Inside this issue
Wildlife Photographer of the Year
Heads-up for this prestigious competiton
“Veolia Environnement Wildlife Photographer of the Year is one of the most prestigious competitions of its kind, attracting entries from professional and amateur photographers of all ages worldwide. The competition seeks to promote the discovery, understanding, responsibility and enjoyment of the natural world”
This iconic photo competition, based at the Natural History Museum and now in its 47th year, might not appear to be of direct interest to readers of Landscape GB. However, it has several categories that are landscape orientated or compatible, ‘Wild Places’ being the most conspicuous. Others which may appeal are ‘In Praise of Plants and Fungi’; ‘Urban Wildlife’ (which can be of wild plants in an urban environment, not only animals); Nature in Black and White (this includes wild landscape as the principle subject, and encourages creative use of dodging, burning and toning); and ‘Creative visions of Nature’ (conceptual depth, artistry and vision are the essentials here, and landscape is as valid a subject as the animal world).There are also special categories that include landscape as a major dimension, including the One Earth Award, and Young Wildlife Photographer of the Year.

§ Set of tasks
1. Which category does the competition article call the most conspicuous of the landscape-oriented ones?
2. Translate this sentence from the competition article into French: "There are also special categories that include landscape as a major dimension, including the One Earth Award, and Young Wildlife Photographer of the Year."
3. Carry on writing the wildlife photography competition article from the point where it stops.

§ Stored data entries
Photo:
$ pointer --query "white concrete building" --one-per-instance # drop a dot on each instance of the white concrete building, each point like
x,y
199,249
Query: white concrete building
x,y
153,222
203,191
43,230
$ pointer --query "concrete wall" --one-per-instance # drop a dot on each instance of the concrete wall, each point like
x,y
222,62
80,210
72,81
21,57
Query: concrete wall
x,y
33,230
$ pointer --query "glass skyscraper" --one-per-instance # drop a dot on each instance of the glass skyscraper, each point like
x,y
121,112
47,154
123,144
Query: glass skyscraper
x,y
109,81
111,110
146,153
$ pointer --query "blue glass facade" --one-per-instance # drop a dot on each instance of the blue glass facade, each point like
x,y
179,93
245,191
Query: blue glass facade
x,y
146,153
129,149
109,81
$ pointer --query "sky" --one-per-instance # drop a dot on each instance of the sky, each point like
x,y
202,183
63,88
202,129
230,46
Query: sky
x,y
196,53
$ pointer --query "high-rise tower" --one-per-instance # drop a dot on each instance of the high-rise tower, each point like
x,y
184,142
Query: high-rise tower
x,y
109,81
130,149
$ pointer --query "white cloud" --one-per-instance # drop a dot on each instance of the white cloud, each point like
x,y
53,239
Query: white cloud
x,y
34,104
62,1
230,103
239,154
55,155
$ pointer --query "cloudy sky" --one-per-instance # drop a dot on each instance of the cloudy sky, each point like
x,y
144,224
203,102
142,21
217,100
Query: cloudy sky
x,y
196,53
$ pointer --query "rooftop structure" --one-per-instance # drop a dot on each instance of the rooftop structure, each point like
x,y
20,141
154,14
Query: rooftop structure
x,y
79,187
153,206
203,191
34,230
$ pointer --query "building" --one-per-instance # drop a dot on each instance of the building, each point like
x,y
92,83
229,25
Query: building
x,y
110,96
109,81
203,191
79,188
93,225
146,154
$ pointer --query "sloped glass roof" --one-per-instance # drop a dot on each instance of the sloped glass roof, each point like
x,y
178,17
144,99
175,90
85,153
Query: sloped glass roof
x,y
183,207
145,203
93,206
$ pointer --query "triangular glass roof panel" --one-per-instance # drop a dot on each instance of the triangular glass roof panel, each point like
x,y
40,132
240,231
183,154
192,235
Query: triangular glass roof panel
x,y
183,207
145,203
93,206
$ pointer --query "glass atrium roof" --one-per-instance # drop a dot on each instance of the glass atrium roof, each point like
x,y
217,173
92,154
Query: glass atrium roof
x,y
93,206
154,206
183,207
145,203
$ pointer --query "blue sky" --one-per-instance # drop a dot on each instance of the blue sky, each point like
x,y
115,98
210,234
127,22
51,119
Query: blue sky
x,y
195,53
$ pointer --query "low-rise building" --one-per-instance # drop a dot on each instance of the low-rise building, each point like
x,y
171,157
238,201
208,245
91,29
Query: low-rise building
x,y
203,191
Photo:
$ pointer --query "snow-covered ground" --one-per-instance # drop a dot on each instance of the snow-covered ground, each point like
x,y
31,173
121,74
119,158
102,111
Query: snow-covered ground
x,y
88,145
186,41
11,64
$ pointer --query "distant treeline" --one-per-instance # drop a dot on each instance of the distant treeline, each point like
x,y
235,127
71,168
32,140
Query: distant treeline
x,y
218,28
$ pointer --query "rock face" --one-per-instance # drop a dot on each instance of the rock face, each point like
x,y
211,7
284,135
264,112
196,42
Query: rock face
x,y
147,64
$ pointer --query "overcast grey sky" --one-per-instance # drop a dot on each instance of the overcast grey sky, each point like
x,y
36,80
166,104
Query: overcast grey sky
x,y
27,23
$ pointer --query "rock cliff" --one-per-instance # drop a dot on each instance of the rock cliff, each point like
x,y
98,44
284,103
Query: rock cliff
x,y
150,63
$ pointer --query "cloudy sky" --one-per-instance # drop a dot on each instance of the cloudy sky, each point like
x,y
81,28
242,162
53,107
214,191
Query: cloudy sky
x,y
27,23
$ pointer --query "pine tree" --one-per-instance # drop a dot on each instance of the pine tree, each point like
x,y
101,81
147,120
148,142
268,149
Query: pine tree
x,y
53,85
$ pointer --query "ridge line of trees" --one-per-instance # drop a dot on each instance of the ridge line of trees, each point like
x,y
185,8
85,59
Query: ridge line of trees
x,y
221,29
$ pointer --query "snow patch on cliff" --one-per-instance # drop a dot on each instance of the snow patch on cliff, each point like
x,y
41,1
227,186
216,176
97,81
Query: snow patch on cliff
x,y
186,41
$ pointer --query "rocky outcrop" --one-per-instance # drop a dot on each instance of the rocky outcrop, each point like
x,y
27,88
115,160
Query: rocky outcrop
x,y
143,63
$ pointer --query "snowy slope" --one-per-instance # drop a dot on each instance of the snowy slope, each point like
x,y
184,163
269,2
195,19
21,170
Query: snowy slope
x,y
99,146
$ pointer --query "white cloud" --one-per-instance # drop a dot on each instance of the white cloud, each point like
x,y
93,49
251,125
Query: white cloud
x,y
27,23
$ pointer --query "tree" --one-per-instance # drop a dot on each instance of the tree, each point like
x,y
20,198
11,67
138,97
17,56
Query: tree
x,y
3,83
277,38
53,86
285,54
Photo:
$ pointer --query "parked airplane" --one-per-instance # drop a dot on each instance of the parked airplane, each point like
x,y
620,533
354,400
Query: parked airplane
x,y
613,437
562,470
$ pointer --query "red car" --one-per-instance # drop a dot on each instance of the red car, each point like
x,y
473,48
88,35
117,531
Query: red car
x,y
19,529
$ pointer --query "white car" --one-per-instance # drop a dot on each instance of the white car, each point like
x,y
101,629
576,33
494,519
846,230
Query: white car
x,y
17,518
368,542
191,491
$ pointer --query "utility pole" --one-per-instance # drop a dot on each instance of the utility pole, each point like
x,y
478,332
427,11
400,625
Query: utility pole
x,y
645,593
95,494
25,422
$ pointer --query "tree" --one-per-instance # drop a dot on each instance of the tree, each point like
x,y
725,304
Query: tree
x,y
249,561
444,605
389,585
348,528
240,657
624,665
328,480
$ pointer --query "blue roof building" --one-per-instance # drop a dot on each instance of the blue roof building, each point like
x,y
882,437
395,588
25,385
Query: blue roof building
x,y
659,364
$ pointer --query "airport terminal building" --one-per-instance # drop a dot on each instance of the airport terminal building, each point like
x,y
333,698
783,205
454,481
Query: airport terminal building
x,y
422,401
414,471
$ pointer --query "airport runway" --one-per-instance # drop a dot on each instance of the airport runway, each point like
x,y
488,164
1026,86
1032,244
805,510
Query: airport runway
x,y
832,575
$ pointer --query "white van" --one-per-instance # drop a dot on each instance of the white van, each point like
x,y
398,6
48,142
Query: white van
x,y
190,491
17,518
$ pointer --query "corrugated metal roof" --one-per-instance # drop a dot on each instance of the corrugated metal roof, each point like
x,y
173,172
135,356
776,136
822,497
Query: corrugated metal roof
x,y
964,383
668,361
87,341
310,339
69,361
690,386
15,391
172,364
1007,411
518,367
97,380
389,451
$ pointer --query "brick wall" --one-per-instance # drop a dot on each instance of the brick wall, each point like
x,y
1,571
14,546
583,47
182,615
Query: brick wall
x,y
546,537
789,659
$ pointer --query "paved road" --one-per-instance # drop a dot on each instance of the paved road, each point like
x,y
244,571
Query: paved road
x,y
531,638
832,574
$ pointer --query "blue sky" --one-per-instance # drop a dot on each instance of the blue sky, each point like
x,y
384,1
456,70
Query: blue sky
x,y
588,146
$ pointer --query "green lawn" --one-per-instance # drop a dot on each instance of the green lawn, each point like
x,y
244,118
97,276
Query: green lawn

§ Responses to the exercise
1. ‘Wild Places’

2. Il existe également des catégories spéciales qui intègrent le paysage comme dimension majeure, notamment le One Earth Award et le Young Wildlife Photographer of the Year.

3.
In recent years the standard of wildlife photography has been stratospheric, but the standard of landscapes, in terms of depth and quality of entries, has been slightly less so, perhaps because of the name of the competition. Partly due to the ethos of the competition , WPY values photographic skills and tends to reject images that show overt signs of manipulation. Digital Guidelines on what adjustments are allowed (and not allowed) this year are available on the competition's website
Having been lucky enough to attend the Award dinner last year in the Great Hall of the Natural History Museum I can attest to the glamour and prestige of being an award winner (sadly I was not one, merely a guest!). It is a fantastic occasion, and to be involved in the final placings and therefore the exhibition and Awards is an unforgettable experience. The Natural History Museum’s presentation of the work is quite magnificent, with backlit transparencies being the exhibition style for the last few years. Each year the show also travels, ensuring wide media interest in the regions, and great public exposure for all exhibitors and award winners.
So why am I promoting it? Well, I am on the judging panel this year, and I want to see landscape photography really strongly represented. I am also aware of the hugely talented readership we have at LandscapeGB. So guys and girls, do please enter WPY – you have until 18th March!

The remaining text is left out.